▶ **Your instructions**: Look through the material below. Return exactly the lines from the one with "of the potted" through the one with "of the round", both included.

▶ **Exercise data**:
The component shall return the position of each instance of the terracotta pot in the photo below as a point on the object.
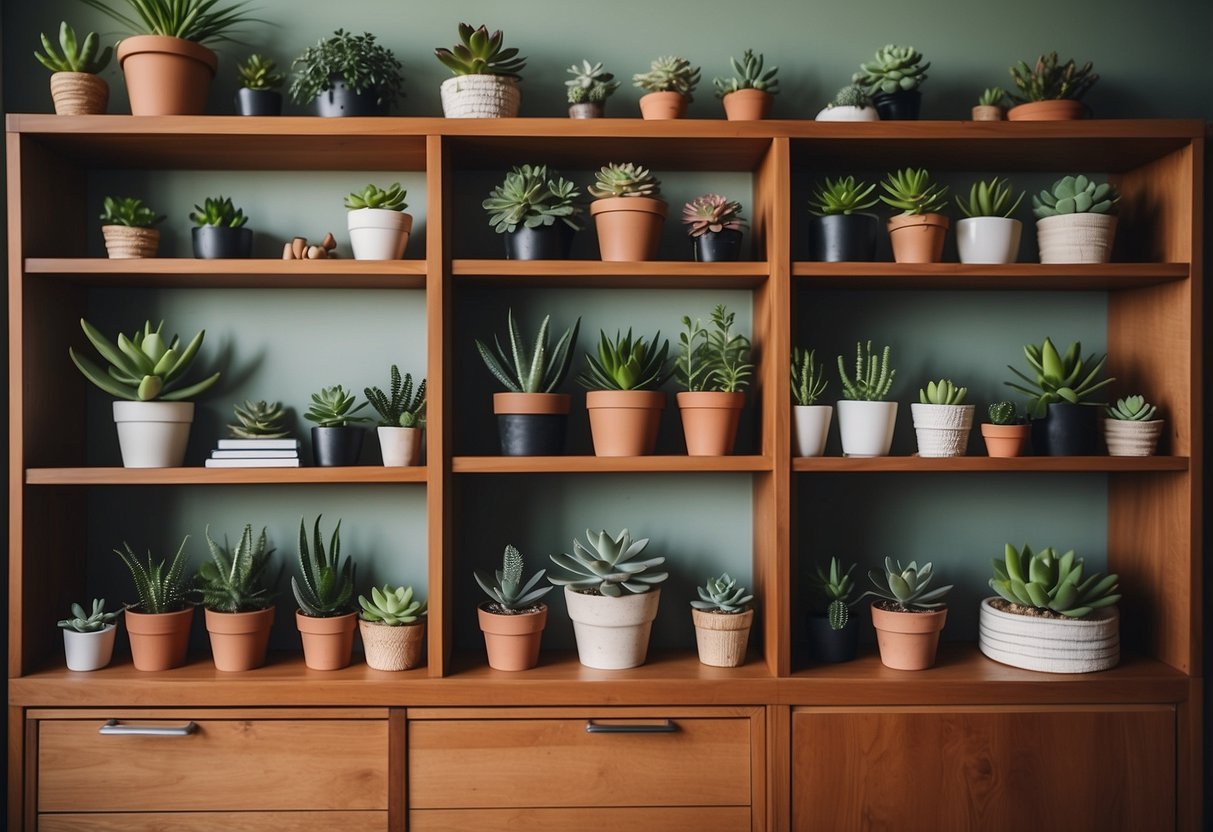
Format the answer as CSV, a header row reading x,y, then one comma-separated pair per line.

...

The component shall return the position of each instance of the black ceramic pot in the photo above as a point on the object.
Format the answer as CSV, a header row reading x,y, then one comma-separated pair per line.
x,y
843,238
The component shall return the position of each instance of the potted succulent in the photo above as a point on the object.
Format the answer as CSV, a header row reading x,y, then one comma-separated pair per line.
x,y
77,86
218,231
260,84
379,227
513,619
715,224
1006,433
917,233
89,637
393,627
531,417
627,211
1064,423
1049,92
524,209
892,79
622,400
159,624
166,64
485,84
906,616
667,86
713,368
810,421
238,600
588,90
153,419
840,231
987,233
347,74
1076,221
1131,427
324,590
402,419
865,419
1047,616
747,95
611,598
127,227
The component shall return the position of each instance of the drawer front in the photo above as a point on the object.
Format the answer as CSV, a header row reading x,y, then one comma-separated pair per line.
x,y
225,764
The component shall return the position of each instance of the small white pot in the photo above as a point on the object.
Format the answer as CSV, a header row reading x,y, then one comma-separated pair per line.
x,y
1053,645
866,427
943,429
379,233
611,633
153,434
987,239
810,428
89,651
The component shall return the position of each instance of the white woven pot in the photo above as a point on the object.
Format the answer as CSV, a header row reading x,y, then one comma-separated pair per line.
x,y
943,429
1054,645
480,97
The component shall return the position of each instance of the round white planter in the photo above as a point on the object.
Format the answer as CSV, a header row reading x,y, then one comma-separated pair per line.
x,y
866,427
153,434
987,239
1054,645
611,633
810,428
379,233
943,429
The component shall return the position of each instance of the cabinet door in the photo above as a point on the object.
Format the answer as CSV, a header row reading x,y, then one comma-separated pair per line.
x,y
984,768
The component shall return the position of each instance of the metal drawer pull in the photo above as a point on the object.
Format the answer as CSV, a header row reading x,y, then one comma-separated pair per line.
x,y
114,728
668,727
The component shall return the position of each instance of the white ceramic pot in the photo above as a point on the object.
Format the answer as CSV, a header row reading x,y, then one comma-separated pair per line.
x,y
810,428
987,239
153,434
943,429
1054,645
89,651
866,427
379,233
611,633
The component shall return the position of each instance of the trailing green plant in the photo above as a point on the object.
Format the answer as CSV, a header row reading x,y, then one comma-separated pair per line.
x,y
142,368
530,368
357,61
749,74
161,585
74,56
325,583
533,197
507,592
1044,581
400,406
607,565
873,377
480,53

▶ **Completed exercise**:
The component shall return the position of each instance of the potted succulent in the photo above as a point on the object.
Format the answer as CSV, a header row reading x,y, then one comma-separated pair per line.
x,y
77,86
218,231
260,84
379,227
513,619
715,224
1006,433
917,233
89,637
393,627
531,417
627,211
1064,423
1049,92
524,209
892,79
622,400
159,624
166,64
485,84
906,616
667,86
713,368
810,421
238,600
588,90
153,419
840,231
987,233
347,74
1076,221
1131,427
324,590
402,419
865,419
1047,616
747,95
611,598
127,227
The component shall return the position of each instance of the drawer front in the photo above as a point on the object.
Format the answer as CSV, a header row reading x,y, then one comma-separated pair per line.
x,y
225,764
The component shall return the position of each instance of the small white pot in the photo above as a point on the object.
Format the answer as CSV, a header row reading x,y, then one comma-separated pair per line.
x,y
1053,645
866,427
943,429
379,233
611,633
153,434
987,239
810,428
89,651
The component shall return the position of each instance of the white woven pot in the photo above as a point on the object.
Format the answer as CSV, a header row reading x,y, then one comma-separated pair per line.
x,y
943,429
1054,645
480,97
The component shall return the position of each instance of the round white planter in the photo above as a point on the object.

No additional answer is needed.